• _SUPPLIED PASSAGE_
=====

Bill entertains a few friends...

Comic Con International, the biggest comics convention in the world, is nearly here! I’ll be setting up today.

I’ll have all kinds of cool new stuff on display and for sale (like my blues book, Legends of the Blues, of course, and my two new sketchbooks: Monsters Sketchbook – Volume Four and William Stout – 50 Convention Sketches – Volume 19). Be sure to come by my big double booth (in the same spot as usual; in your guide or program book I’m either listed under “W” for William Stout, Inc. or “S” for Stout. Ya never know.).

Here’s my outside-my-booth signing and panel schedule:
Thursday, July 18
10:00 – 11:00 AM – Flesk Publications Panel (32 AB)

=====

• _INFORMATION SHOWN_

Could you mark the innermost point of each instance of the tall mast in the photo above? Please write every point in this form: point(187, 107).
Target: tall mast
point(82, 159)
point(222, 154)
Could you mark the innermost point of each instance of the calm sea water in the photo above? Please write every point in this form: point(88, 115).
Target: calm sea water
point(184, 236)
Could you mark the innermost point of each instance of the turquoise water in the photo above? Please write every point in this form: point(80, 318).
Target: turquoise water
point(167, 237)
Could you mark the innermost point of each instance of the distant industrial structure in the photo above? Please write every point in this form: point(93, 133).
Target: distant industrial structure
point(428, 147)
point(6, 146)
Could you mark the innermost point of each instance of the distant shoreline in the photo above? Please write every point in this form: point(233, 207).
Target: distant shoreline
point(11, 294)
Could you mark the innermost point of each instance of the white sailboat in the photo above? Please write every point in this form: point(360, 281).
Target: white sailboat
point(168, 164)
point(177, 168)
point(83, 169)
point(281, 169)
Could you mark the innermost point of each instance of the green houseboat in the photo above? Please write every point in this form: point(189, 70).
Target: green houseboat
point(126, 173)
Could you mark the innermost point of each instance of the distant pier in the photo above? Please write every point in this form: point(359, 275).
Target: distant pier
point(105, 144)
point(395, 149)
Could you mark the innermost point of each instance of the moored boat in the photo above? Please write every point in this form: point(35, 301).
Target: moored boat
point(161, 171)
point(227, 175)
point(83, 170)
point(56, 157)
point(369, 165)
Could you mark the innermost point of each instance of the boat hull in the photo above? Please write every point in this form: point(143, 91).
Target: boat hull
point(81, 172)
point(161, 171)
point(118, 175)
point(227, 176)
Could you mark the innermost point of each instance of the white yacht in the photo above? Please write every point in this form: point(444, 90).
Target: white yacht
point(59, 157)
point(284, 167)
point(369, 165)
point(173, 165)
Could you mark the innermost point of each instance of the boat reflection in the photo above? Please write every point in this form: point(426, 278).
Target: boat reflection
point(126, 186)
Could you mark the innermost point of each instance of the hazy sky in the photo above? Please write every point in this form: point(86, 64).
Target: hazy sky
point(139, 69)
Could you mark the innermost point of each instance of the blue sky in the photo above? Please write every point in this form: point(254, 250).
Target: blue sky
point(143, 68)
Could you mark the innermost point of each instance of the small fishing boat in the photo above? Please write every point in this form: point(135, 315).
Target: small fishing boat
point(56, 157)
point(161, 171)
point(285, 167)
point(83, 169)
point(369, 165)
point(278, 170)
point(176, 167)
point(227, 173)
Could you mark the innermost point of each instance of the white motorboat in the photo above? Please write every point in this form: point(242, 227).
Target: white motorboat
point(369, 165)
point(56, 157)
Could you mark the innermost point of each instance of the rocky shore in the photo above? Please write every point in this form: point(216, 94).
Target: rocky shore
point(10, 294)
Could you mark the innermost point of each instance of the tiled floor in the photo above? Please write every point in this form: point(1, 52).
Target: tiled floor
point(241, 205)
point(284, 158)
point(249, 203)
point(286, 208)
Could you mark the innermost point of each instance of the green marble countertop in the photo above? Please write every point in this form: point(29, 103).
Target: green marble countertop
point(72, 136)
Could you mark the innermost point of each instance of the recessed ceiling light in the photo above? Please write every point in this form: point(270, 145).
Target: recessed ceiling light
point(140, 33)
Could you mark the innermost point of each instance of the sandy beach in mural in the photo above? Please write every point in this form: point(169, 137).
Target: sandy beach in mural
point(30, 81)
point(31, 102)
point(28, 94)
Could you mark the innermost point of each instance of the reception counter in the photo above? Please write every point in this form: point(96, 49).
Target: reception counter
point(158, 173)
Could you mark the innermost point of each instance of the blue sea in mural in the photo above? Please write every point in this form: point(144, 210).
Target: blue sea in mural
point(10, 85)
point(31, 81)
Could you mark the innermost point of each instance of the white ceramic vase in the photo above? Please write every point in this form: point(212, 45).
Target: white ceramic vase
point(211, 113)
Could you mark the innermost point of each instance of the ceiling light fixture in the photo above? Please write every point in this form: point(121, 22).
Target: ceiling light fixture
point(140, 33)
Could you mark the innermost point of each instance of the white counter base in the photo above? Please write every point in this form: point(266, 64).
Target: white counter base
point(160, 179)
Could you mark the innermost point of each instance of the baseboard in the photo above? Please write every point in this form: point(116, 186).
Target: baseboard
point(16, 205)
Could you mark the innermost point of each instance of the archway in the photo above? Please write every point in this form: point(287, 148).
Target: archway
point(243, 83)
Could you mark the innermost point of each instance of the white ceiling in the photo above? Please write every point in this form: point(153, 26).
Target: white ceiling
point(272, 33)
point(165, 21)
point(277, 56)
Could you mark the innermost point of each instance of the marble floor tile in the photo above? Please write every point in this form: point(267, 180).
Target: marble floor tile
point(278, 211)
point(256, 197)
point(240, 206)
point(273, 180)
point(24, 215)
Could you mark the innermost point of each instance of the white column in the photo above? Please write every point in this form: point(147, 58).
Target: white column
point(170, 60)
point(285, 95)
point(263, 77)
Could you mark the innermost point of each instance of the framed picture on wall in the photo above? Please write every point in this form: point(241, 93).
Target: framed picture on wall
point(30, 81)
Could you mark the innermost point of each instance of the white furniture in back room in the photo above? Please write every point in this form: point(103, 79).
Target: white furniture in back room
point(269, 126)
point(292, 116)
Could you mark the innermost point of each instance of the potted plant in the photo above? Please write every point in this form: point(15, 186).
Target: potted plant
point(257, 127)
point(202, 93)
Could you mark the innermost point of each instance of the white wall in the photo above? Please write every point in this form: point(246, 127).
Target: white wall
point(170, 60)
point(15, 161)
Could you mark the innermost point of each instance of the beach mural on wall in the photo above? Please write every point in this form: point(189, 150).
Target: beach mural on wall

=====

• _REQUEST A_
Can you copy the Comic Con post word for word, from "Bill entertains a" to "Panel (32 AB)"?
• _REQUEST B_
What comes next in the Comic Con post? Write the continuation, starting after its last line.
The listing comes from a separate source, unrelated to the Comic Con post.

• _TASK ANSWER A_
Bill entertains a few friends...

Comic Con International, the biggest comics convention in the world, is nearly here! I’ll be setting up today.

I’ll have all kinds of cool new stuff on display and for sale (like my blues book, Legends of the Blues, of course, and my two new sketchbooks: Monsters Sketchbook – Volume Four and William Stout – 50 Convention Sketches – Volume 19). Be sure to come by my big double booth (in the same spot as usual; in your guide or program book I’m either listed under “W” for William Stout, Inc. or “S” for Stout. Ya never know.).

Here’s my outside-my-booth signing and panel schedule:
Thursday, July 18
10:00 – 11:00 AM – Flesk Publications Panel (32 AB)

• _TASK ANSWER B_
11:00 – Abrams booth (1216) signing
2:00 – 3:00 PM – Mondo debut and signing of my King Kong poster serigraph
4:30 – 5:30 PM – Abrams ComicArts panel (Room 4)
8:00 PM – Famous Monsters/Frazetta party/celebration

Friday, July 19
2:00 – 3:00 PM – Abrams Music & Comics panel (32 AB)
3:30 PM – Abrams booth (1216) signing

Saturday, July 20
2:00 PM – Abrams booth (1216) signing
7:00 – 8:00 PM – Life & Times of Robert Williams panel

I look forward to seeing all of you, old friends and new!